:: Supplied passage
LABORATORY RESULTS

 

Multi-metal Electrolysis Erosion Tests Using Variably-Inhibited Coolant Solutions

© 2010 Applied Chemical Specialties, Inc.

ABSTRACT:

The purpose of this test is to determine the differential weight loss of various metal corrosion coupons due to electrolysis effects in varied coolant mixtures using simulated engine conditions and simulated electrolytic low-voltage current. 

ASTM has NOT established a standardized test method to be used for electrolysis testing of metals exposed to coolant.  Therefore, the primary focus of this test is not to provide exact quantification of weight loss, but rather to provide comparative insight into the relative effectiveness of a new cooling system corrosion inhibitor product formula.  As such, there will be two controls in this analysis.  The first will be coolant consisting of straight water.  The second will be coolant consisting of a mixture of 50% water and 50% antifreeze.  Both of these controls will be tested both with and without the cooling system corrosion inhibitor product added.  Relative rates of weight loss of various different metal corrosion coupons will be compared as a means of establishing relative effectiveness of the product in reduction of damage due to electrolysis.  For testing purposes, a voltage of 150 mV will be used in order to simulate electrolysis caused by galvanic action between dissimilar metals.  It should be noted that this is higher than that which is encountered in most in-field cooling system applications, unless a component was not grounded properly, or unless there was stray current from an electrical component.
::::
:: Data extract
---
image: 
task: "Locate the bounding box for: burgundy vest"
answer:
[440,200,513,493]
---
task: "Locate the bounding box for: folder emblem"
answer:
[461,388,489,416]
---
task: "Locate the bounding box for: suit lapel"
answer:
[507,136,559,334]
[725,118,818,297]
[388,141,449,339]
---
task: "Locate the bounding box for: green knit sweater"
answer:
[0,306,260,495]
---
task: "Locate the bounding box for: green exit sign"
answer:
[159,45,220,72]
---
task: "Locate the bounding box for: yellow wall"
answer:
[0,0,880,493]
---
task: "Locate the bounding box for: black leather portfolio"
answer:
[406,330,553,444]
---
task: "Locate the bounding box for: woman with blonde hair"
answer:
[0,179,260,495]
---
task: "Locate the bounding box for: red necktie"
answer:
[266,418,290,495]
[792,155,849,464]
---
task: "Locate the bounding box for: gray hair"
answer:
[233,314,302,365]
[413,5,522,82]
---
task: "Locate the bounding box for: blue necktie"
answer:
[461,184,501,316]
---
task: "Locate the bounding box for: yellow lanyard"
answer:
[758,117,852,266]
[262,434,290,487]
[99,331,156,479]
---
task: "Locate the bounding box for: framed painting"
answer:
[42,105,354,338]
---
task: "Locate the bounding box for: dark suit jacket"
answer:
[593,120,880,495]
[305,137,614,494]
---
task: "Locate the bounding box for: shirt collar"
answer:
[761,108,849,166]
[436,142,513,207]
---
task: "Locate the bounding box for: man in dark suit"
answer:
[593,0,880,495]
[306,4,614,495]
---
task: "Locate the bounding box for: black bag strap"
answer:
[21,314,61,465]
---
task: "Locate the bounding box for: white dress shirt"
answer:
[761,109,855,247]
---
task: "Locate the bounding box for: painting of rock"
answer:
::::
### Written instruction A
List every cause of electrolysis named in the electrolysis erosion test report.
### Written instruction B
Carry on the electrolysis erosion test report from the point where it stops.

### Right answer A
- Galvanic action between dissimilar metals
- A component that was not grounded properly
- Stray current from an electrical component

### Right answer B
The mechanism by which NO-ROSION provides electrolysis protection involves formation of resilient, passive surface films on metal surfaces inside the cooling system.  This is achieved via a proprietary blend of organics, tolytriazole, mercaptobenzothiazole, and nitrite ingredients contained the product formula. Surface films provide resistance to the stripping of electrons, and therefore reduction of weight-loss associated with erosion which is directly attributable to electrolysis.  This test will provide actual numeric data to support this theory with actual simulated cooling system weight loss data from different metals.

For the purposes of the test, the simulated cooling system as described in ASTM Test Method D2570 will be run for a period of 1 week in order to create temperature and flow sufficient to allow the proprietary blend of ingredients to properly passivate the corrosion coupon sample specimens.  Only after this passivation period has taken place will the electrolytic current be applied.

Weight loss data from a 7 week test period will be used to calculate an extrapolated annual Erosion Rate which is directly attributable to electrolysis.  The standard of measure for the Erosion Rate will be recorded in milligrams per year (mpy), thus allowing benchmarking of the various control and test variables.

MATERIALS:

(1)  All testing equipment and apparatus as described in detail in the ASTM D2570 procedure.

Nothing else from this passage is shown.